__DIRECTIVE__
Please pick out every line in the material below that contains the string "seasoning" and copy each one. Case counts.

:: RECORDS PROVIDED

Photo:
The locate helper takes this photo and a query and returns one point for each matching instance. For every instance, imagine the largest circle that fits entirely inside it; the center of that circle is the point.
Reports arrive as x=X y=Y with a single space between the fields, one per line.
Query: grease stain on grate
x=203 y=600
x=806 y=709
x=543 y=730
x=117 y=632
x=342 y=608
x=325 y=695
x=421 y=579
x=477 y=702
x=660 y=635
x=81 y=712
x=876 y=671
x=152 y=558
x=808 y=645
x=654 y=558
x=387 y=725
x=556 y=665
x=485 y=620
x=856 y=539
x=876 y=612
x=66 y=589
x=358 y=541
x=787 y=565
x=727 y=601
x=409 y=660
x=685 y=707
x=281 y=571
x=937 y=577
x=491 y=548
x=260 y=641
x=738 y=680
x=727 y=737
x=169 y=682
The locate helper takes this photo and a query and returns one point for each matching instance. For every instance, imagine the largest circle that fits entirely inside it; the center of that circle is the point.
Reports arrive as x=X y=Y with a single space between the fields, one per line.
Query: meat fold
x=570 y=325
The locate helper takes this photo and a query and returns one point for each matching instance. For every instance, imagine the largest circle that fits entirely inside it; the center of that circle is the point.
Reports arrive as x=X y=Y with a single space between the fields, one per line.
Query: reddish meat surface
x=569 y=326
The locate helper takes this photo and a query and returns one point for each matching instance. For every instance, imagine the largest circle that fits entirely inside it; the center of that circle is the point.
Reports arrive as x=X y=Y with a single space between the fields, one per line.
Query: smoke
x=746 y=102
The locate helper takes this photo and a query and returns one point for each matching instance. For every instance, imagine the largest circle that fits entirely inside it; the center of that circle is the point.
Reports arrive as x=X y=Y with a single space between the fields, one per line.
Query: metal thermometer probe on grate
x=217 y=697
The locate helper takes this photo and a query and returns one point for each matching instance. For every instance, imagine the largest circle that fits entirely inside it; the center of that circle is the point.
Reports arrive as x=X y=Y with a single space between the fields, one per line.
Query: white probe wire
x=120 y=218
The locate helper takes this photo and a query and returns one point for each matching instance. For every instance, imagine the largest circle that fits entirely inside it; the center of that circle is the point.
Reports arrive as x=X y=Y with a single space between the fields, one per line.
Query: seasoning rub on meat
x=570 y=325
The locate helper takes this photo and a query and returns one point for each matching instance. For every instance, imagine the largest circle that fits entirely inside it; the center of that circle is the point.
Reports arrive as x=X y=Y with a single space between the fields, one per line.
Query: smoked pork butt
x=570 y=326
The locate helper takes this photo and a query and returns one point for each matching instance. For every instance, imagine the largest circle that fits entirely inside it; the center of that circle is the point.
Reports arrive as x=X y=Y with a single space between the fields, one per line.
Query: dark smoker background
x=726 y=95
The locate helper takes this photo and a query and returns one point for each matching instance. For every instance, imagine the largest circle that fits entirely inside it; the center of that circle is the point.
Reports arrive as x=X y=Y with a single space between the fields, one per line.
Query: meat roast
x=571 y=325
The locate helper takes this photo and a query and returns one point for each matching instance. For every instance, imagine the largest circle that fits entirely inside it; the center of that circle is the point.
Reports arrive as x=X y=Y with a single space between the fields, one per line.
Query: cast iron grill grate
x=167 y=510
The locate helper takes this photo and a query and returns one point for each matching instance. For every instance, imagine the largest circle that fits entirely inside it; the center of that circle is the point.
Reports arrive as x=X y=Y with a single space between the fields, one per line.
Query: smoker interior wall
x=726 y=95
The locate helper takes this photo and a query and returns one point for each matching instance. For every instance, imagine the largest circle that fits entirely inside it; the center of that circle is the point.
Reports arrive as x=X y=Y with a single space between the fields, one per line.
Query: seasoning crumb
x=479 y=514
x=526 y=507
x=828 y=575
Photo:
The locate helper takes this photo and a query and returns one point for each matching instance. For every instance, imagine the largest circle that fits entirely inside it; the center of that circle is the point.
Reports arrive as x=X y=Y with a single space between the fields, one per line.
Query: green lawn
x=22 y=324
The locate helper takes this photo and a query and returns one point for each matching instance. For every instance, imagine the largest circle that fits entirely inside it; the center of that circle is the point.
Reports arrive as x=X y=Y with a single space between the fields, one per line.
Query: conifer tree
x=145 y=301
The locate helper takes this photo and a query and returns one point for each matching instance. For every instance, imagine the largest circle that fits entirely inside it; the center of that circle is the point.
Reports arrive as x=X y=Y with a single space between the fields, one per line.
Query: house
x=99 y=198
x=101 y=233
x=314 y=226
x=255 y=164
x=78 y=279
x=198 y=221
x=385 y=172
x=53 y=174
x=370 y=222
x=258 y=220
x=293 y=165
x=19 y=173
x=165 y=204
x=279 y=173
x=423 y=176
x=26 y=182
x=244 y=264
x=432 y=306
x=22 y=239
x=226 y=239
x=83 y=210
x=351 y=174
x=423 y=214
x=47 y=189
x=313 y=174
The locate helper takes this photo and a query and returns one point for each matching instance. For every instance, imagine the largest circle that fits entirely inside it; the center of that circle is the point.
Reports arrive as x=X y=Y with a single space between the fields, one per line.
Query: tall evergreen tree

::::

__CORRECT ANSWER__
Query: seasoning rub on meat
Query: seasoning crumb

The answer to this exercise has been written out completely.